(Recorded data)
■ ■ ■ ■
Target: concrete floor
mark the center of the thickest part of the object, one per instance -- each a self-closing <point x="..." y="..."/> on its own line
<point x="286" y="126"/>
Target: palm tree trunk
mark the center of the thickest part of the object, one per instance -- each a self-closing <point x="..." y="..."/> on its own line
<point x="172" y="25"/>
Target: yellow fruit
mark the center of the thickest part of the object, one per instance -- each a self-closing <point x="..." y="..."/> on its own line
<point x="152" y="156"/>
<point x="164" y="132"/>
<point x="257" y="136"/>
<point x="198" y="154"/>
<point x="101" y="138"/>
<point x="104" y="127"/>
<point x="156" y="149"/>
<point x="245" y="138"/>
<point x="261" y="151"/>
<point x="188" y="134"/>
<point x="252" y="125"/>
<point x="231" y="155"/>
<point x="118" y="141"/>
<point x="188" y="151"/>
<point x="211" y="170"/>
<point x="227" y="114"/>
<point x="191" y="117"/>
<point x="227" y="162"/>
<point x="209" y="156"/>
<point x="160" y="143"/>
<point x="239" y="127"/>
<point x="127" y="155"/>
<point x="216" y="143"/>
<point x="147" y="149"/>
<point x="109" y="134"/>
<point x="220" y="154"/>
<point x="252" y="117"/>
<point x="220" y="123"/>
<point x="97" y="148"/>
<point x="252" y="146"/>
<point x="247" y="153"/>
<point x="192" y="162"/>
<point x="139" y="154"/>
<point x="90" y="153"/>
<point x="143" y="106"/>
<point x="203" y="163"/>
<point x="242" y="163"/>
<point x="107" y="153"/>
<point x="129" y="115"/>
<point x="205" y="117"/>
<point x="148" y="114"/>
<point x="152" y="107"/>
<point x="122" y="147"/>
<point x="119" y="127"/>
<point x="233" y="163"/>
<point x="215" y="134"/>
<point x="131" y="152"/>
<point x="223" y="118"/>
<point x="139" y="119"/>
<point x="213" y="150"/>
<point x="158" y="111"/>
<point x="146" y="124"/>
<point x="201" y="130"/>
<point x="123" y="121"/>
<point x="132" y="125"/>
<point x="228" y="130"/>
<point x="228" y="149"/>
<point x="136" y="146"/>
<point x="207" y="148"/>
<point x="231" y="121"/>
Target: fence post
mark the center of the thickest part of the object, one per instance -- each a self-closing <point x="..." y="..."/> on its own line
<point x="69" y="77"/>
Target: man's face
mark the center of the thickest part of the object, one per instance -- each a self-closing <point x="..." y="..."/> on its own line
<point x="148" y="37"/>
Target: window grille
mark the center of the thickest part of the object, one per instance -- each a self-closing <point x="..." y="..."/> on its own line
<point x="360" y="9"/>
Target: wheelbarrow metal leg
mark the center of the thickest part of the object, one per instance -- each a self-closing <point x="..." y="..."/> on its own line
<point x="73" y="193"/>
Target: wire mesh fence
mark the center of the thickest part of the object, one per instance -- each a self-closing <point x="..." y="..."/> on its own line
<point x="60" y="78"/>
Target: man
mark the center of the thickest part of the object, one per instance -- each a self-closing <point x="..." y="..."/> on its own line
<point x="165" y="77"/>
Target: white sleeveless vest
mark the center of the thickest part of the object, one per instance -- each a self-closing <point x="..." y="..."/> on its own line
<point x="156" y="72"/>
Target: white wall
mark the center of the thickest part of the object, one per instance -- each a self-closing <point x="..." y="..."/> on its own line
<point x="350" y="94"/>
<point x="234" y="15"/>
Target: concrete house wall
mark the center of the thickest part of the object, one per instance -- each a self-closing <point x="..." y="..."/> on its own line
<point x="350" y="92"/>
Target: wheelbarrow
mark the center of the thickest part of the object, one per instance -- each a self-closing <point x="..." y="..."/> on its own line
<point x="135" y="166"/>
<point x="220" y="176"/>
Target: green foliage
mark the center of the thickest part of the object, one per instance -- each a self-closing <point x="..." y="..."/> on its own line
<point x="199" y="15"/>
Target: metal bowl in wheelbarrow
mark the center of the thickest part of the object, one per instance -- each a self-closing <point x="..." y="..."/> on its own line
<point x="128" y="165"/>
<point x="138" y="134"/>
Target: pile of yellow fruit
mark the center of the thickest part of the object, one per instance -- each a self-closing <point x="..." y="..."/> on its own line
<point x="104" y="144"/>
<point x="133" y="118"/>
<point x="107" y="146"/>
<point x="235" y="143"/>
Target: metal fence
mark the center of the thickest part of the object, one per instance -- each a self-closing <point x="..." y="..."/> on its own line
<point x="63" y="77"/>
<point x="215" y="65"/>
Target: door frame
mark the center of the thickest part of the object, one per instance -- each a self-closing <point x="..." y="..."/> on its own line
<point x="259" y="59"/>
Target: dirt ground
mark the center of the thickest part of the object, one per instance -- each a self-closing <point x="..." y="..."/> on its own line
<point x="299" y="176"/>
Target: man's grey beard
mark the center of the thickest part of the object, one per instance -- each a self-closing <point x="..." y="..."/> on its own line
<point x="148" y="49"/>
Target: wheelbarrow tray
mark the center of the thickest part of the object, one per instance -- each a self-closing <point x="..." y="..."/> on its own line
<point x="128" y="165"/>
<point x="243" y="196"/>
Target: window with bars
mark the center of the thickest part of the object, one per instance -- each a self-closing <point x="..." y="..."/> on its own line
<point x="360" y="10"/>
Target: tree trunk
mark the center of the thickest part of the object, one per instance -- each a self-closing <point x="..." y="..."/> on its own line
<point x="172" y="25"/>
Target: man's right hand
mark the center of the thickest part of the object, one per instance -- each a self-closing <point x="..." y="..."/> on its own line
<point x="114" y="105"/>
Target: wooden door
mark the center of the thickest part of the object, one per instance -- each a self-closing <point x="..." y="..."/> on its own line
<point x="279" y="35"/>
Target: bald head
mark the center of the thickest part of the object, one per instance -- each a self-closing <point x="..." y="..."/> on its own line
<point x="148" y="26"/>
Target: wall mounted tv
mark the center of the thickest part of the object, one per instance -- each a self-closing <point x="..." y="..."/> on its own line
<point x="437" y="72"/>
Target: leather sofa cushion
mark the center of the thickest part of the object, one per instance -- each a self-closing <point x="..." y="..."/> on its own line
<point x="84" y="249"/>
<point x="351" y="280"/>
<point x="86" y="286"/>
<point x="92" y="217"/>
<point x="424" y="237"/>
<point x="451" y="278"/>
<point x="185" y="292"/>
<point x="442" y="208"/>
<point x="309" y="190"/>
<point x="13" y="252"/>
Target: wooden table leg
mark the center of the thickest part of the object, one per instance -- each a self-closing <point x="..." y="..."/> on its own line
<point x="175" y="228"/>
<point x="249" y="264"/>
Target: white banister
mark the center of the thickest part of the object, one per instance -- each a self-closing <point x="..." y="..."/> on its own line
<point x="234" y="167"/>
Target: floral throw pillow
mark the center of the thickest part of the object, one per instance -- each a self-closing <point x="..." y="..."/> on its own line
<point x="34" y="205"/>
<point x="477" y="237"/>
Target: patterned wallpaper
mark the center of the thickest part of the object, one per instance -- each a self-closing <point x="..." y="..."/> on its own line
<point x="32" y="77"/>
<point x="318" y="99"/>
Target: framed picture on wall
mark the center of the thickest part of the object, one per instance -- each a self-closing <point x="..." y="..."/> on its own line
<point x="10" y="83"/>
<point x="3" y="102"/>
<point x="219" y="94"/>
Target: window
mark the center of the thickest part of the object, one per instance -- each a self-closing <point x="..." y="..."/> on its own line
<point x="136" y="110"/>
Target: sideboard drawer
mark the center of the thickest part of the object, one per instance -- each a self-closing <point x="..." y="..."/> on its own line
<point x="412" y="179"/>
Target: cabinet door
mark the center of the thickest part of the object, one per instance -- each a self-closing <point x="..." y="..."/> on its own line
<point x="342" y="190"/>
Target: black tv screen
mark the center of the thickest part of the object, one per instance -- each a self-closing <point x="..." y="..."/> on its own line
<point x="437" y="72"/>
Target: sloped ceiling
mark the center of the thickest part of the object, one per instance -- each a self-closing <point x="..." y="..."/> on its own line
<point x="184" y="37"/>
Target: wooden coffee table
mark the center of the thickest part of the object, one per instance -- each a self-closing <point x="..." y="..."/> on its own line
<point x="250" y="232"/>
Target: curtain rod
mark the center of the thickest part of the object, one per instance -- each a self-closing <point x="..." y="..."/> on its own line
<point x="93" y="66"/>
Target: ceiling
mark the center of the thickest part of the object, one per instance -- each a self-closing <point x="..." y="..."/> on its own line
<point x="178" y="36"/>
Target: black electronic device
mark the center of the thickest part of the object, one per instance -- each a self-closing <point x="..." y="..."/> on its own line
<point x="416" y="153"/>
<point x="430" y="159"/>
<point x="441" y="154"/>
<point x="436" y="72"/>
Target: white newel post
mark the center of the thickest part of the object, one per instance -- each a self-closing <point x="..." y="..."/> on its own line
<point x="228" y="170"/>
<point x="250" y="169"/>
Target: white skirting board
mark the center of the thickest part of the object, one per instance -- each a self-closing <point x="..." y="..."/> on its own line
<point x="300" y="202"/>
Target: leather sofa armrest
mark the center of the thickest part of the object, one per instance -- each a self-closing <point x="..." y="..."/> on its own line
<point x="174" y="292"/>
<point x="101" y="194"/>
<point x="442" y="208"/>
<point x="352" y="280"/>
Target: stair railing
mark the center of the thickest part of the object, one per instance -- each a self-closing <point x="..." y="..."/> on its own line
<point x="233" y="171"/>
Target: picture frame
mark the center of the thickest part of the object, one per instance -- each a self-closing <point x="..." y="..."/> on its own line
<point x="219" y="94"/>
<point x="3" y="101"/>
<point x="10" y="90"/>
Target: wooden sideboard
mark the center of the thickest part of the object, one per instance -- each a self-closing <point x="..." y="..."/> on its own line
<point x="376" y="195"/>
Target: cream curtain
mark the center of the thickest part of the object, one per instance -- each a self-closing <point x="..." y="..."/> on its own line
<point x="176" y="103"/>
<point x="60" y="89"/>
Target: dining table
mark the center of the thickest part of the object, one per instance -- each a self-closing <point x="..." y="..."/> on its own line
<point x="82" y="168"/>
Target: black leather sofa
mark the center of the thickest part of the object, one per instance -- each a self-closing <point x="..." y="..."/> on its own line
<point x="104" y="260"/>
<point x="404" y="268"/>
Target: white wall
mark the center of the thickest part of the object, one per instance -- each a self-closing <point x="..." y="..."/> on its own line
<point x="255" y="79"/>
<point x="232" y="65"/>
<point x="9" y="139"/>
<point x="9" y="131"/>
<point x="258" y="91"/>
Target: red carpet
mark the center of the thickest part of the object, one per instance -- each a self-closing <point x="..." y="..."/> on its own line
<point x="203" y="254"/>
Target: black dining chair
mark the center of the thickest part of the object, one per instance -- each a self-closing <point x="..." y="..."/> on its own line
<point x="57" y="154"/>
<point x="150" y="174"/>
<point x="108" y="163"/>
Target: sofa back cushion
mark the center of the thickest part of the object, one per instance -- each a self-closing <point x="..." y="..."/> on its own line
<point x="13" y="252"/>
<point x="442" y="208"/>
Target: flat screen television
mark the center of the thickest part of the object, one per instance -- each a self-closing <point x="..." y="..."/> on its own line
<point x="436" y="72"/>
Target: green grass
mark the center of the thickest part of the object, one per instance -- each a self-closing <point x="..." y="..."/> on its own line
■ ■ ■ ■
:: WORK TO BE COMPLETED ::
Print exactly the lines from the one with "Target: red carpet" through the end of the data, inclusive.

:: SOLUTION ::
Target: red carpet
mark the center of the thickest part of the object, one per instance -- each a self-closing <point x="..." y="..."/> on its own line
<point x="203" y="254"/>
Target: black dining chair
mark the center of the thickest part of the object, one per instance -- each a self-closing <point x="..." y="..."/> on its own line
<point x="57" y="154"/>
<point x="150" y="174"/>
<point x="108" y="163"/>
Target: sofa back cushion
mark the center of the thickest part of the object, one per instance -- each a self-closing <point x="..." y="..."/> on its own line
<point x="13" y="252"/>
<point x="442" y="208"/>
Target: flat screen television
mark the center of the thickest part of the object, one per instance -- each a self-closing <point x="..." y="..."/> on its own line
<point x="436" y="72"/>
Target: green grass
mark the center of the thickest part of the object, one per instance -- each a self-closing <point x="..." y="..."/> on its own line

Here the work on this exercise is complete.